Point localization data
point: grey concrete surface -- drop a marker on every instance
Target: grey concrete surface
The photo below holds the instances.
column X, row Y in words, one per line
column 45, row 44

:: Task description ::
Your reply should be nothing but the lines from the one containing "The photo below holds the instances." through the last line above, copied exactly; please include both ends.

:: Exercise solution ::
The photo below holds the instances.
column X, row Y in words, one per line
column 45, row 44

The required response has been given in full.